>> START Data section

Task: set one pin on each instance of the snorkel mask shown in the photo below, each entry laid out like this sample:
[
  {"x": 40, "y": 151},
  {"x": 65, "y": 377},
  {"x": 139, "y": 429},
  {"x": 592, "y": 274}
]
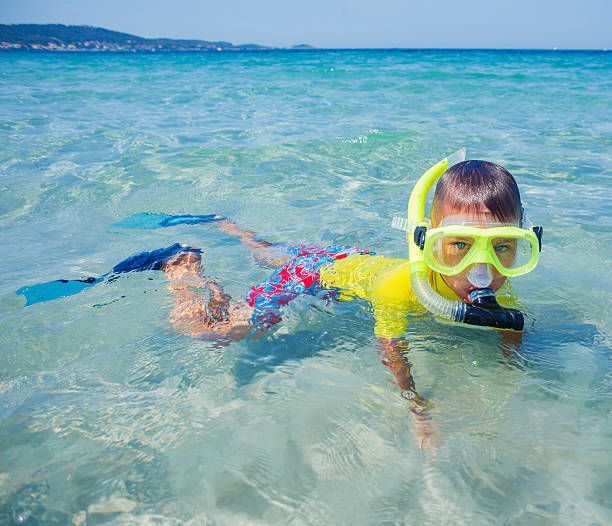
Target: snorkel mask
[{"x": 460, "y": 246}]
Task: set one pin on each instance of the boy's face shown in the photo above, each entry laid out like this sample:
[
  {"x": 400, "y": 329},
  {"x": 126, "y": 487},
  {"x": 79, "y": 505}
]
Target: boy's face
[{"x": 460, "y": 283}]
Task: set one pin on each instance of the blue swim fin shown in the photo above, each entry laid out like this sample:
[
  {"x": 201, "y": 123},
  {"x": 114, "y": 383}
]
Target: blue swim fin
[
  {"x": 53, "y": 290},
  {"x": 149, "y": 220},
  {"x": 61, "y": 288},
  {"x": 151, "y": 260}
]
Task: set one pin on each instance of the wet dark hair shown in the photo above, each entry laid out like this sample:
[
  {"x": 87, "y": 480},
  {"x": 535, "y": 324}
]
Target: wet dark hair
[{"x": 471, "y": 185}]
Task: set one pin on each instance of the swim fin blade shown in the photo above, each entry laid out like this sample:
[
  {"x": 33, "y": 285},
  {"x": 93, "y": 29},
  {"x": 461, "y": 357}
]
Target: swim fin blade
[
  {"x": 52, "y": 290},
  {"x": 149, "y": 220},
  {"x": 61, "y": 288}
]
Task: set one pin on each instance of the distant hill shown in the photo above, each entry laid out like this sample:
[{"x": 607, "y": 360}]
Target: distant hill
[{"x": 59, "y": 37}]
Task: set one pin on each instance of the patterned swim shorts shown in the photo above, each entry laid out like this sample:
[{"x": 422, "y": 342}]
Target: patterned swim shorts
[{"x": 299, "y": 275}]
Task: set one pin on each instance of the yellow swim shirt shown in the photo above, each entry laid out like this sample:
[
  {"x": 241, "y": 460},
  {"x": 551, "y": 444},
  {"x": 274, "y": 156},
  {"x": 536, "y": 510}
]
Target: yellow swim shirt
[{"x": 385, "y": 283}]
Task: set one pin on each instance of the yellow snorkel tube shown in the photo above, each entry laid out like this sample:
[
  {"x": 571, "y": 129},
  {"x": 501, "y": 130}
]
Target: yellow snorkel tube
[{"x": 484, "y": 309}]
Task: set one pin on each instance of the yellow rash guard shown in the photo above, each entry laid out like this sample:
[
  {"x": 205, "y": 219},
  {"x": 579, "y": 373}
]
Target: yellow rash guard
[{"x": 385, "y": 283}]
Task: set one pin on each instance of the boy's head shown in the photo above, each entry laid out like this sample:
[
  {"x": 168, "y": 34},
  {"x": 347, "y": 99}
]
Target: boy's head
[
  {"x": 478, "y": 189},
  {"x": 478, "y": 193}
]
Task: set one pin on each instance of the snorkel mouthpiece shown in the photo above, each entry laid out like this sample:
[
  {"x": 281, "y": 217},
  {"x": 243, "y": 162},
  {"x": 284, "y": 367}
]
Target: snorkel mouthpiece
[{"x": 484, "y": 310}]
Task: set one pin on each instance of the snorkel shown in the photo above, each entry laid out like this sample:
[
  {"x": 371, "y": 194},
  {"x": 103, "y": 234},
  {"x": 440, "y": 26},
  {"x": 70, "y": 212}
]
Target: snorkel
[{"x": 483, "y": 309}]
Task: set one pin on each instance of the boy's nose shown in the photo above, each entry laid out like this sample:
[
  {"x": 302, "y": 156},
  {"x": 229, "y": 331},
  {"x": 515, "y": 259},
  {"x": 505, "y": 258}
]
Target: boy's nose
[{"x": 480, "y": 275}]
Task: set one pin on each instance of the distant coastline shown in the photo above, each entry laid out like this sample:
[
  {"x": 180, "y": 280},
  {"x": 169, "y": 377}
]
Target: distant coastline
[{"x": 62, "y": 38}]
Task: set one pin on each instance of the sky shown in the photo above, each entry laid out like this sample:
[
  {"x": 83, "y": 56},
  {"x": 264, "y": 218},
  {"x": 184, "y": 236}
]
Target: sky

>> END Data section

## What is being asked
Write out only the final block of lines, starting at the line with "Task: set one pin on each instance of the snorkel shown" and running to the end of the material.

## Problem solution
Task: set one pin on each instance of the snorkel shown in the photo above, each entry laid out like this sample:
[
  {"x": 371, "y": 194},
  {"x": 103, "y": 234},
  {"x": 440, "y": 26},
  {"x": 70, "y": 212}
]
Target: snorkel
[{"x": 483, "y": 309}]
Task: set one pin on each instance of the boy's nose shown in the photo above, each entry laid out like this sample:
[
  {"x": 302, "y": 156},
  {"x": 229, "y": 331},
  {"x": 515, "y": 259},
  {"x": 505, "y": 258}
]
Target: boy's nose
[{"x": 480, "y": 275}]
Task: set one pin on each instance of the distant coastline shown in the photo above, each entry laid out like this sample:
[
  {"x": 180, "y": 280},
  {"x": 169, "y": 377}
]
Target: distant coastline
[{"x": 62, "y": 38}]
Task: set one pin on each instance of the sky shown in the photo above, each entry laid out like this sample:
[
  {"x": 83, "y": 56},
  {"x": 264, "y": 218},
  {"x": 184, "y": 236}
]
Target: sky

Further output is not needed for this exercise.